──────── Listed entries ────────

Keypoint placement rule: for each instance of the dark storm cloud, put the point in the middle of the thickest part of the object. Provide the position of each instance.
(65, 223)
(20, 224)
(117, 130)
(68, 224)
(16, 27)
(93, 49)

────────

■ Task item: Write out the data again in full. Match it exactly.

■ The answer:
Keypoint placement rule: for each instance of the dark storm cloud, put the point in the middle of the thickest part of the object. Provide the position of each instance.
(65, 223)
(20, 224)
(117, 130)
(68, 224)
(16, 27)
(93, 49)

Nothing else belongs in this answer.